• **Exercise directions**:
Within the listing below, give again exactly the lines between the one containing "the door frame" and the one containing "the slender tree trunk", inclusive, pictures left aside.

----- Excerpted records

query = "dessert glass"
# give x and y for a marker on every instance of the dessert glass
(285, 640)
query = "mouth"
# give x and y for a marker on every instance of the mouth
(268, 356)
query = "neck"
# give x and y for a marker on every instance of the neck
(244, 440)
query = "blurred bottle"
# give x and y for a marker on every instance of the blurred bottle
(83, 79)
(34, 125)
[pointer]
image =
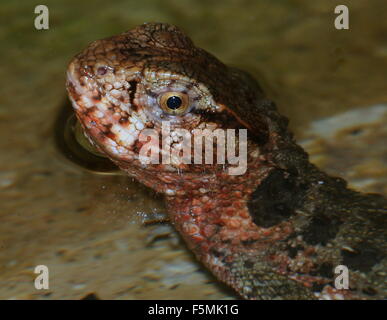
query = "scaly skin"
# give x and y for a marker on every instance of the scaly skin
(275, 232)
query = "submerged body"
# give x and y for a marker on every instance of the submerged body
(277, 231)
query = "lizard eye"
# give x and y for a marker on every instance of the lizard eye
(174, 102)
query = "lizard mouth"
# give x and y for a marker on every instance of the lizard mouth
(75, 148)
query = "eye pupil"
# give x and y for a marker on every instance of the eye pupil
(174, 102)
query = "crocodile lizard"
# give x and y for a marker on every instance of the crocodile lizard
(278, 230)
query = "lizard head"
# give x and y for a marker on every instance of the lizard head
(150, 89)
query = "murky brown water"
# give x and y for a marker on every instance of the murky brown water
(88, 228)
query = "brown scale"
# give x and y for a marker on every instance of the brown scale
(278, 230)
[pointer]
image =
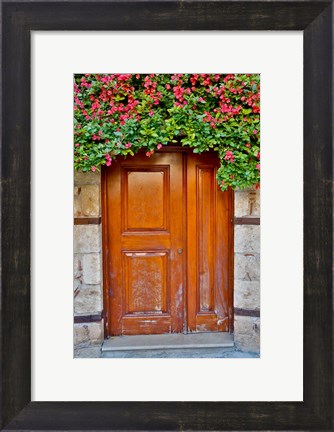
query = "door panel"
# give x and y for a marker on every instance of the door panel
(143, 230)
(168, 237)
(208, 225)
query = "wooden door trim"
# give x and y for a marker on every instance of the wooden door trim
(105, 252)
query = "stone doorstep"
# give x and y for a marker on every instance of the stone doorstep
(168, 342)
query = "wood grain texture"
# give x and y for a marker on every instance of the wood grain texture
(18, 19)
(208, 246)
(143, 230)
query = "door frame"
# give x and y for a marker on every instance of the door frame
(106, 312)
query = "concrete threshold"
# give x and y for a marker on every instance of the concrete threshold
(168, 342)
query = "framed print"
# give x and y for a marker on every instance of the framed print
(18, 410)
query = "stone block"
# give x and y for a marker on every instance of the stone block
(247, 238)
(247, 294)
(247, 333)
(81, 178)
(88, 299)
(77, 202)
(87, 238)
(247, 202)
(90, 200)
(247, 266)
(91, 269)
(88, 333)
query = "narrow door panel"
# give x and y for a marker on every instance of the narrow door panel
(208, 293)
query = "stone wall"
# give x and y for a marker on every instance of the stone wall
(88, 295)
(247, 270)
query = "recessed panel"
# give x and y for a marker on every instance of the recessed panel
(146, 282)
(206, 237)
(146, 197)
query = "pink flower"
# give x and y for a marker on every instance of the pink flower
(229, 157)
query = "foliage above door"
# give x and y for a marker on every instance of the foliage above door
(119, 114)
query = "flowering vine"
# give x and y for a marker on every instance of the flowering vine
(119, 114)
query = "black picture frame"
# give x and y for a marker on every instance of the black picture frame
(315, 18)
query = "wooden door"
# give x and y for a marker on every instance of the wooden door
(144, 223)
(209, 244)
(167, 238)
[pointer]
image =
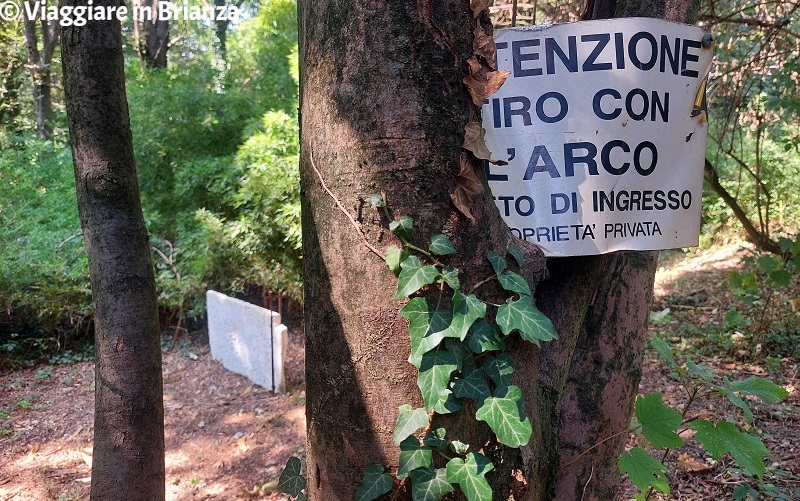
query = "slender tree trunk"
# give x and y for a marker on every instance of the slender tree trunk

----------
----- Excerpted records

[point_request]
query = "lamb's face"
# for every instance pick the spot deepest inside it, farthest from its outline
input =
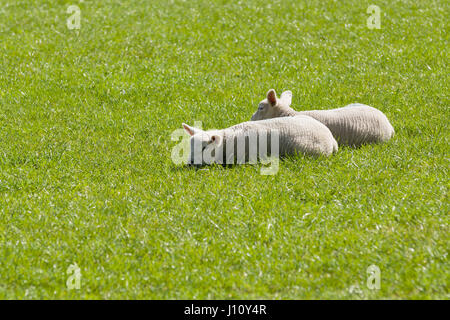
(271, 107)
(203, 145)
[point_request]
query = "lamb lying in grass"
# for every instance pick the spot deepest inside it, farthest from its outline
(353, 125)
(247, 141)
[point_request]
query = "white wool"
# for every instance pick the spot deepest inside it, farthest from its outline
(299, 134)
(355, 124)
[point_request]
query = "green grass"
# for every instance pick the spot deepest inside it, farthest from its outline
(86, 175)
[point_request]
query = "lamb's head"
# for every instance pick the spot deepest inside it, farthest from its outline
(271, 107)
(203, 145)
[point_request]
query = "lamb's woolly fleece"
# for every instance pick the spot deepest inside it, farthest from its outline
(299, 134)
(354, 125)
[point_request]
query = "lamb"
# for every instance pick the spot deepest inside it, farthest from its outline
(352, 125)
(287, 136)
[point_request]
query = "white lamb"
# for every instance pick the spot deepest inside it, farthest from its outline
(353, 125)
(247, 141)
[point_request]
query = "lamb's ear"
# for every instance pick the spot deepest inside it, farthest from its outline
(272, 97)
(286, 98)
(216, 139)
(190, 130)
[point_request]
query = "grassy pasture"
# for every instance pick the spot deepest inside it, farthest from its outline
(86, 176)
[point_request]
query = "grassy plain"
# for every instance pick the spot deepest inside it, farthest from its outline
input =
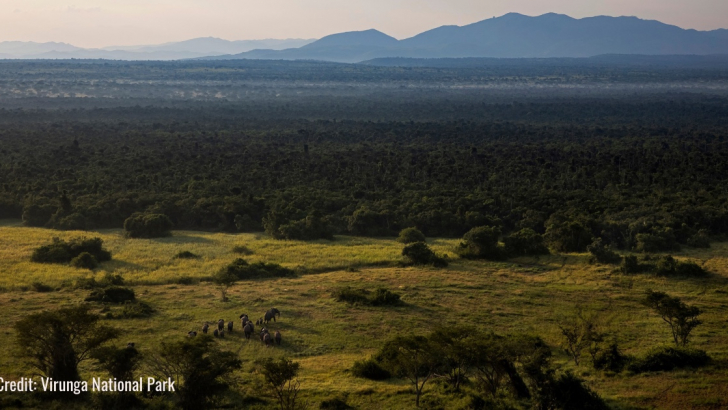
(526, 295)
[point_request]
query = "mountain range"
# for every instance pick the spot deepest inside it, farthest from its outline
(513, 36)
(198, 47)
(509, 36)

----------
----- Excerpted records

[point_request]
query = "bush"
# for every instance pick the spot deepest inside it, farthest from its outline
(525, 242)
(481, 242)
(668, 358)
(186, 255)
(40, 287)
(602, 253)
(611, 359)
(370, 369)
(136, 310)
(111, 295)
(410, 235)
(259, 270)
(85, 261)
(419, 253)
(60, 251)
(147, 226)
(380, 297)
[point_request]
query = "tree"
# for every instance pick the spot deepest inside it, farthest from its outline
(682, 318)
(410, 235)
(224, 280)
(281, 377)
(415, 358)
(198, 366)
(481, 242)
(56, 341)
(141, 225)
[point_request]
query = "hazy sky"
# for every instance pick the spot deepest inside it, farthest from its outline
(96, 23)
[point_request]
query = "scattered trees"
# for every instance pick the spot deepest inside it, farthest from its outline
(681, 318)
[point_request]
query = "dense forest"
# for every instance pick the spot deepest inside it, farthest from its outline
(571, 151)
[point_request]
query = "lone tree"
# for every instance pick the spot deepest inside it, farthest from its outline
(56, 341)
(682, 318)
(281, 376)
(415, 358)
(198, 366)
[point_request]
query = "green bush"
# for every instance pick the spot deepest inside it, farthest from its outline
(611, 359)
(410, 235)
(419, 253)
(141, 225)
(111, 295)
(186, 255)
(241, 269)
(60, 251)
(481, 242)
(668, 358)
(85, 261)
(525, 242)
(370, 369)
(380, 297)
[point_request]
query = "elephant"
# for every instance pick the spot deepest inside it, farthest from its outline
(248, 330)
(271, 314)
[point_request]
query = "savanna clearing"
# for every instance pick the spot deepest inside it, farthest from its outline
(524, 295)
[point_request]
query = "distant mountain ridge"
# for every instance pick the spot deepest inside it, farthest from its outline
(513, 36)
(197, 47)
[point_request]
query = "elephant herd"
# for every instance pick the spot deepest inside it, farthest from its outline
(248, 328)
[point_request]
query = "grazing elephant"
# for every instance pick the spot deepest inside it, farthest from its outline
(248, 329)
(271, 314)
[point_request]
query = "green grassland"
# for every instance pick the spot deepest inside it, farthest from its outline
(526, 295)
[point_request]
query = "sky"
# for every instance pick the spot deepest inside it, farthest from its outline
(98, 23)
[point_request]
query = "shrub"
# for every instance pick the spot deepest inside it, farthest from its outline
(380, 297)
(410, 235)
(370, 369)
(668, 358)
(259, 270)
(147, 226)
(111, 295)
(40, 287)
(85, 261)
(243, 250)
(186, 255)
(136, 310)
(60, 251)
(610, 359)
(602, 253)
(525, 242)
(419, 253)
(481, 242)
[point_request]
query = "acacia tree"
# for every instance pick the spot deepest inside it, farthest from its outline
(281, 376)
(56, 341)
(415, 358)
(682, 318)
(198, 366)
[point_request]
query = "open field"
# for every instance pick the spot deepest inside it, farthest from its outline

----------

• **Task result**:
# give x and y for a marker on every instance of the door frame
(106, 312)
query = "concrete threshold"
# give x and y for a marker on every instance of the concrete threshold
(168, 342)
query = "framed print"
# give x and y for a marker on every instance of the framed print
(18, 410)
query = "stone block"
# give x and y for a marker on every instance of the stone block
(247, 238)
(247, 294)
(247, 333)
(81, 178)
(88, 299)
(77, 202)
(87, 238)
(247, 202)
(90, 200)
(247, 266)
(91, 269)
(88, 333)
query = "narrow door panel"
# give x and y for a marker on every instance of the narrow door panel
(208, 293)
query = "stone wall"
# give x and y for a marker on every instance of the stone wall
(88, 295)
(247, 270)
query = "recessed panel"
# give x and y for a marker on every instance of the recessed panel
(146, 282)
(206, 237)
(146, 197)
query = "pink flower"
# give x and y for a marker on every instance of the pink flower
(229, 157)
query = "foliage above door"
# give x and y for a marker on every instance of the foliage above door
(119, 114)
query = "flowering vine"
# give x and y for a marker on every instance of the flowering vine
(119, 114)
query = "black picture frame"
# give x and y for a marker on every instance of the black picture frame
(315, 18)
query = "wooden door"
# give x and y for a marker on every instance of the wooden door
(144, 223)
(209, 244)
(167, 238)
[pointer]
image =
query = "slender tree trunk"
# give x and y for a marker on every instance of the slender tree trunk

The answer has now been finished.